**REQUIRED WORK:** Rewrite everything from the line containing "Note: for each instance of the rear quarter" down to the line containing "point(37, 56)", with "rear quarter panel" changed to "back side panel" and nothing else altered.

**DATA EXCERPTS:**
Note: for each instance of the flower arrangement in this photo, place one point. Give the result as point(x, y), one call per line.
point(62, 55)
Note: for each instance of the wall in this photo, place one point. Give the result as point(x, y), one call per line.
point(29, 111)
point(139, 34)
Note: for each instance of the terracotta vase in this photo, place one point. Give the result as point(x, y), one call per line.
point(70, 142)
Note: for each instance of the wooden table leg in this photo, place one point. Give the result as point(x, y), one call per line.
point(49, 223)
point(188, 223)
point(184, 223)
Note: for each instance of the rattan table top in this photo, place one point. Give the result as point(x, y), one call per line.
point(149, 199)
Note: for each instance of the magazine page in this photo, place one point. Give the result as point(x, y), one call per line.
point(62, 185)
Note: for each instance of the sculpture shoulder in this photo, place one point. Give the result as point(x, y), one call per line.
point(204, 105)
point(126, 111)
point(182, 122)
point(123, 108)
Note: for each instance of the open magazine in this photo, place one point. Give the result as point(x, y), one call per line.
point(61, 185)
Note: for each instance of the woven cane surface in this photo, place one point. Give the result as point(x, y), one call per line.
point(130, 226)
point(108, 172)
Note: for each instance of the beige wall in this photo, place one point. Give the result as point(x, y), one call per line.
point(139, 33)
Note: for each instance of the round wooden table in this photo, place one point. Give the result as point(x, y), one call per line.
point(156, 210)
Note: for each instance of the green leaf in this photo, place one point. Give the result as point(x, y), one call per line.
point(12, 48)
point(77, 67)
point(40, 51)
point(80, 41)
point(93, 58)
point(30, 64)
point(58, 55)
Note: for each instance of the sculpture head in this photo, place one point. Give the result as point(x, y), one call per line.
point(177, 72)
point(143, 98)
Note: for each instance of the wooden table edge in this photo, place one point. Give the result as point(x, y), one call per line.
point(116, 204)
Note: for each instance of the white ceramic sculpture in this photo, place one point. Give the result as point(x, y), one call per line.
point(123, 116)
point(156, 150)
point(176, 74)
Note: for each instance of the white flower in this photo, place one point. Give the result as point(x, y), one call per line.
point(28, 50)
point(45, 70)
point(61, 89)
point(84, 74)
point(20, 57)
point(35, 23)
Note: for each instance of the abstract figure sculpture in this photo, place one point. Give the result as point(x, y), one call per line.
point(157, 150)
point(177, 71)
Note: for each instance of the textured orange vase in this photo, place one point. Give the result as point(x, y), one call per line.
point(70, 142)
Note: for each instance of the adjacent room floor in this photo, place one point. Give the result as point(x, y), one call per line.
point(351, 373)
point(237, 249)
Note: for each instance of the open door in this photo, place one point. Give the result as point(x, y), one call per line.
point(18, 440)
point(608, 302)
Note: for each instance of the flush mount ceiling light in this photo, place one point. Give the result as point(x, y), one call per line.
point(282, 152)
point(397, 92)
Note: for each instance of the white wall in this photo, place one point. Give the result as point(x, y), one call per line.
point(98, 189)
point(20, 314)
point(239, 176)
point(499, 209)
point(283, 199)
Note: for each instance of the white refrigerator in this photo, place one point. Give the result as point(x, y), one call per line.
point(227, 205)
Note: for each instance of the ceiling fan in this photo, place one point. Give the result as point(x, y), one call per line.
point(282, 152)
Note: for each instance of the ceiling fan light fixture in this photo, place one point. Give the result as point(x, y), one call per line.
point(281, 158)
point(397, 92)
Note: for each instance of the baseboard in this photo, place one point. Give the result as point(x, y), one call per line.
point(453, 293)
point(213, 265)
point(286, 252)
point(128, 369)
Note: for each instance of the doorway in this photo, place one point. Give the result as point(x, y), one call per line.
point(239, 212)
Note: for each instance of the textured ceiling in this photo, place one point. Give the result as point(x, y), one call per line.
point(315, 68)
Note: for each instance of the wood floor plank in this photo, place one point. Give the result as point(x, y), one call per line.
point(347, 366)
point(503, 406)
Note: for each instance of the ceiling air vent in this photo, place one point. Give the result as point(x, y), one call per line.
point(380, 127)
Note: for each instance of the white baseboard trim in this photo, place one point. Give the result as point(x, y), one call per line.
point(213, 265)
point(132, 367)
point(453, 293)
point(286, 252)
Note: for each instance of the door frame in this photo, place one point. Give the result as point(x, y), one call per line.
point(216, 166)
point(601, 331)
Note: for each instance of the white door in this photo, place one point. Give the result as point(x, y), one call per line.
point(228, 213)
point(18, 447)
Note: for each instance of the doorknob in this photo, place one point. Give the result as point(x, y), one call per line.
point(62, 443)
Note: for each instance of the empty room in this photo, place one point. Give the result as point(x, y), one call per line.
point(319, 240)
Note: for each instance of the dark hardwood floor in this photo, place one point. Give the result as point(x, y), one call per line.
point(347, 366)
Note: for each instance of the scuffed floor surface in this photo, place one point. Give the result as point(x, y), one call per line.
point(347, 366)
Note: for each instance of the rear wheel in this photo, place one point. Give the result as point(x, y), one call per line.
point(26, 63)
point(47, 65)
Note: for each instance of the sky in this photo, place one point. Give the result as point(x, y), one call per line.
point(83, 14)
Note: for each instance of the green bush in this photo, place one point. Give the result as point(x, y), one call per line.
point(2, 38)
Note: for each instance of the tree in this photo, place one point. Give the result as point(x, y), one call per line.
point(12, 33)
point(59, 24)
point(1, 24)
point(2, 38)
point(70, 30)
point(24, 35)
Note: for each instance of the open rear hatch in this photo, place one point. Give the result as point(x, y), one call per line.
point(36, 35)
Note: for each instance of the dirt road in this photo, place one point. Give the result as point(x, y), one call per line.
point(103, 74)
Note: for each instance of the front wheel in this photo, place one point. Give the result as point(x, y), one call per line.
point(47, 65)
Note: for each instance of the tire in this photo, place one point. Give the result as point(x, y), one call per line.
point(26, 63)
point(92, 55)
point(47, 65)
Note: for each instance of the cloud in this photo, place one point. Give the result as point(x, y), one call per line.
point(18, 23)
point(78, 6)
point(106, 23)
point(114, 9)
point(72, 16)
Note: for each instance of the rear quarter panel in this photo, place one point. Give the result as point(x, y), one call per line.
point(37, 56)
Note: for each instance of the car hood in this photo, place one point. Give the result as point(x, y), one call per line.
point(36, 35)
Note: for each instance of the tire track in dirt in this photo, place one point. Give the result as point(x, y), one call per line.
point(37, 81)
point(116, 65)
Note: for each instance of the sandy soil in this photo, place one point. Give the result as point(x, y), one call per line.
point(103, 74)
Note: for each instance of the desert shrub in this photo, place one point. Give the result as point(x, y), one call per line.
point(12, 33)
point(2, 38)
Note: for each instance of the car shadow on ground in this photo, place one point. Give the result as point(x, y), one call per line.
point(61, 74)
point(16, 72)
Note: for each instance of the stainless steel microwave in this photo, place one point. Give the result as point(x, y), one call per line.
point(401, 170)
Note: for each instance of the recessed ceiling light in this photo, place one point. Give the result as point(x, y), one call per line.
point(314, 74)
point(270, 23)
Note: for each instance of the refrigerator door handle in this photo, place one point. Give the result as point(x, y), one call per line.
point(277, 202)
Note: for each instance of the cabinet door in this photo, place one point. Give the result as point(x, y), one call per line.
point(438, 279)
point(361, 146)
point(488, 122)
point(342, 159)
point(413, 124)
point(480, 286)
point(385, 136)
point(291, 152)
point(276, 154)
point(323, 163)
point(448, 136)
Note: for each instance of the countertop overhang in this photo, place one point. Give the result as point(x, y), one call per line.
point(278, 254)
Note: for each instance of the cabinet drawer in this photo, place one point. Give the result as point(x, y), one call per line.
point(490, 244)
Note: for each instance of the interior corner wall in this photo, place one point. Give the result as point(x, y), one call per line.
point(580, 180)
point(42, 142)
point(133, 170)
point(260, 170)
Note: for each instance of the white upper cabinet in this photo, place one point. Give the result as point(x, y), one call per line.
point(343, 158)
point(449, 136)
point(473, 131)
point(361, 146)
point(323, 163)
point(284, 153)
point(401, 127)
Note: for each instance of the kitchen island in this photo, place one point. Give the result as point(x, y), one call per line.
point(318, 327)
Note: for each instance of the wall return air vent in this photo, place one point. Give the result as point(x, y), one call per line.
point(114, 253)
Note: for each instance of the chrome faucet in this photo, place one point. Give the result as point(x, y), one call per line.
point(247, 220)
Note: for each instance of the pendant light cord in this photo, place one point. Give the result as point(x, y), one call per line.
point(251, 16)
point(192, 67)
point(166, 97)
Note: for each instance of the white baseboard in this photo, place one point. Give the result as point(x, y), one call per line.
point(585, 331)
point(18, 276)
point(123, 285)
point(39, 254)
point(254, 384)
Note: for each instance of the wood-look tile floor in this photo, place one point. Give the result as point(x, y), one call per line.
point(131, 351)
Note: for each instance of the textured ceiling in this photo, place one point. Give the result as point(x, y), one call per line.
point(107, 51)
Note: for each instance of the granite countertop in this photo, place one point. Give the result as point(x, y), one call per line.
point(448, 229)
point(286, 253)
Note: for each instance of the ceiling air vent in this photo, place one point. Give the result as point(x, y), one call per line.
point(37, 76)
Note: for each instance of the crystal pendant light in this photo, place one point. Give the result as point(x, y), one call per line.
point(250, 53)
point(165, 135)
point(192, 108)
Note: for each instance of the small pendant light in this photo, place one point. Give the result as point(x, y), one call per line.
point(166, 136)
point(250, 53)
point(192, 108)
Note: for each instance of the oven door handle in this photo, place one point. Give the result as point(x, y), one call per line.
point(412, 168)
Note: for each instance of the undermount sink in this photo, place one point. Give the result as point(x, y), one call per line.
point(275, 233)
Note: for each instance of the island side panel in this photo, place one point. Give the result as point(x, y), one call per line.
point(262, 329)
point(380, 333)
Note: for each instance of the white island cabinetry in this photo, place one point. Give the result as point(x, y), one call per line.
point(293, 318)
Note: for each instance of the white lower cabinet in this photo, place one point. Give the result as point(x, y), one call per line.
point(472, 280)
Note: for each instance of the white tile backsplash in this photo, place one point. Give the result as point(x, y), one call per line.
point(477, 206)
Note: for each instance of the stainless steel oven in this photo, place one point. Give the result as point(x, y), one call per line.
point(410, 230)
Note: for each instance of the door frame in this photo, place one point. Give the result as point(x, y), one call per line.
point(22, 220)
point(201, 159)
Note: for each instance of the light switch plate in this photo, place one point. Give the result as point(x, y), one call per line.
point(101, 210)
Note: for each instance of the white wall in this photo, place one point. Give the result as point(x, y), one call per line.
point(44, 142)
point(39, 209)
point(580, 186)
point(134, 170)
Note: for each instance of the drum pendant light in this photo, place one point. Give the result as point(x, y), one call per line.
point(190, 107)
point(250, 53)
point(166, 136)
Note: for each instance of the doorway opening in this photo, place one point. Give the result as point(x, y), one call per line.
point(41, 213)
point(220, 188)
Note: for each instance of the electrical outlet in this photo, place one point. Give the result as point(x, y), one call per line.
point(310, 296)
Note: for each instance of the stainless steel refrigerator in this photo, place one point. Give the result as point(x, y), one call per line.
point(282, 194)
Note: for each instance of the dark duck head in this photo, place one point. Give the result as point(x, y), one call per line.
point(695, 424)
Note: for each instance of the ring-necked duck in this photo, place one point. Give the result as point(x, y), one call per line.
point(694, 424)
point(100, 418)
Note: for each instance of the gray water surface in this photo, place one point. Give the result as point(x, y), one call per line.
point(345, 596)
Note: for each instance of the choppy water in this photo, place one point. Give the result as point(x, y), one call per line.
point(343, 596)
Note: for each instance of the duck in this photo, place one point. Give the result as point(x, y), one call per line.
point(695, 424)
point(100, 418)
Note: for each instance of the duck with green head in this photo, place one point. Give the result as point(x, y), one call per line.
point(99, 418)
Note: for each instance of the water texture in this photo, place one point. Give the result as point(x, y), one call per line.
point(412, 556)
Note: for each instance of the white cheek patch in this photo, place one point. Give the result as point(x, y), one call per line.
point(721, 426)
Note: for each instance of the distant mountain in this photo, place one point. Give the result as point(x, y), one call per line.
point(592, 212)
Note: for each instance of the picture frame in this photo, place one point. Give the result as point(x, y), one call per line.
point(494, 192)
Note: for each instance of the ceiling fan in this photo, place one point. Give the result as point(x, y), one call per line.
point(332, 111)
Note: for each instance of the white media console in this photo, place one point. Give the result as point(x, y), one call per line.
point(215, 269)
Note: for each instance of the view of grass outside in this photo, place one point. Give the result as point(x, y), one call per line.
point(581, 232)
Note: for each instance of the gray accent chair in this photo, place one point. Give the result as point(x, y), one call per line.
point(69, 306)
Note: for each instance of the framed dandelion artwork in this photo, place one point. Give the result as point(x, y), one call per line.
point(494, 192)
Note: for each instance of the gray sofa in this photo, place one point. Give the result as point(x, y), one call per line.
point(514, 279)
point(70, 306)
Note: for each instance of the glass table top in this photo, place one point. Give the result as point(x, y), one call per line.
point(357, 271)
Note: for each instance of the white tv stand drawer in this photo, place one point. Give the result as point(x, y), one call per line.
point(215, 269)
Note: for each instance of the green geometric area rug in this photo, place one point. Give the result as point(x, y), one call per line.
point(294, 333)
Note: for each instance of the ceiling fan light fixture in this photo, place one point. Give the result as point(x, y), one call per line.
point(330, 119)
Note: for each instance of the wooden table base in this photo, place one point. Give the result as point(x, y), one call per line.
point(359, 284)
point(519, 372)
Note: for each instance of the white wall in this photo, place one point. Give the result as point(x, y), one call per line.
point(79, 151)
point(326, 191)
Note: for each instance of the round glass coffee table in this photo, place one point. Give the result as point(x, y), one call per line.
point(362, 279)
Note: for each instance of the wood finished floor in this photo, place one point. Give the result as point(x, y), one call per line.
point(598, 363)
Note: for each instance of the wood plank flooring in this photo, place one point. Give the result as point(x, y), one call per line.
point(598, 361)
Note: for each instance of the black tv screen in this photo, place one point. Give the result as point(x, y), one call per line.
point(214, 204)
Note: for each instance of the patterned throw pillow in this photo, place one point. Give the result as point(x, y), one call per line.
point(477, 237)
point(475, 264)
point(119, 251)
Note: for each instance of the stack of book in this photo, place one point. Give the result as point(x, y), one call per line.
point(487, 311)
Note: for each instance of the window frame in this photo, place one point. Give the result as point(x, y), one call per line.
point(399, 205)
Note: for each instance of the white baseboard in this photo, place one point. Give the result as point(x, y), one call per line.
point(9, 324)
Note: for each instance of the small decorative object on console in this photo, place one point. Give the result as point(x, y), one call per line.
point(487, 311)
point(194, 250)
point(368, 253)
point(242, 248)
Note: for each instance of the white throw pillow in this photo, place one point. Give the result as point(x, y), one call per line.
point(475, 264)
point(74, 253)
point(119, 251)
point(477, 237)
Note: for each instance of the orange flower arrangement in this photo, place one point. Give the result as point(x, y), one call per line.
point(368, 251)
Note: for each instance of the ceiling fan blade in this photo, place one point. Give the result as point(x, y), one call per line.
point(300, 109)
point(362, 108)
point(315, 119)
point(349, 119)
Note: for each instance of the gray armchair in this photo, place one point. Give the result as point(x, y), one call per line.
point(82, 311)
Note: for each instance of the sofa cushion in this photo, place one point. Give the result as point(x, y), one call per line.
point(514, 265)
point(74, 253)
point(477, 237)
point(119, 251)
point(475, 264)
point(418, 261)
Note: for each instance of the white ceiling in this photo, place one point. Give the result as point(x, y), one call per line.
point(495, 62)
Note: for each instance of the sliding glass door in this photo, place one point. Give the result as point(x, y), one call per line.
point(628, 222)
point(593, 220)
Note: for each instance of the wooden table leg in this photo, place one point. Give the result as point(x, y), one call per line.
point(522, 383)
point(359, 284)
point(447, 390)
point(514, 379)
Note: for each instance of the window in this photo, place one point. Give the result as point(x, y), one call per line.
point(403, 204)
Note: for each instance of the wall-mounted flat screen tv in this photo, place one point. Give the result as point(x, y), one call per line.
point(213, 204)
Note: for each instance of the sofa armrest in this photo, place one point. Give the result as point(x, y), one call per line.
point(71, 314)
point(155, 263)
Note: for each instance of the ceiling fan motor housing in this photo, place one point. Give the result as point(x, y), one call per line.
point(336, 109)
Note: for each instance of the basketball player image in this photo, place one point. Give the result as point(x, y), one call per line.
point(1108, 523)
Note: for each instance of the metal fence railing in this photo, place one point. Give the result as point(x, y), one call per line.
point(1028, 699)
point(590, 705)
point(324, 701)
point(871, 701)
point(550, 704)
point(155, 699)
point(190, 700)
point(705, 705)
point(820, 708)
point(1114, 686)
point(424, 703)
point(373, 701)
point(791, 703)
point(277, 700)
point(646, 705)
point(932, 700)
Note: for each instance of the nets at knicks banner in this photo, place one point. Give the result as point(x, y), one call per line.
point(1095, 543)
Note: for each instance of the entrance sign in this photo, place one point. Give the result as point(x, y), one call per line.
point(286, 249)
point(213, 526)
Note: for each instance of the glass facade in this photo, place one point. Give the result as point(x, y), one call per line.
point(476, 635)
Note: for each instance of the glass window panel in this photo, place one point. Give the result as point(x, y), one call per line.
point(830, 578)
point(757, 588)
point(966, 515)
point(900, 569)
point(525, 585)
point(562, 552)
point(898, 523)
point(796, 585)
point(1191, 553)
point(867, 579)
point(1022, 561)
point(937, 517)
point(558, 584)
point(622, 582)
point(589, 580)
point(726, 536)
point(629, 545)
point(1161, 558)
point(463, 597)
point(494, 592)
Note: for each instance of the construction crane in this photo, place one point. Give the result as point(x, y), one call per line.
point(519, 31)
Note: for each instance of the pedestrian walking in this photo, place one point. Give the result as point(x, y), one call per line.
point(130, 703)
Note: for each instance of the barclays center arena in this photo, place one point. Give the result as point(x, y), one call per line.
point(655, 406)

**EXERCISE ANSWER:**
Note: for each instance of the back side panel in this photo, place one point. Give the result as point(x, y), one call per line.
point(37, 56)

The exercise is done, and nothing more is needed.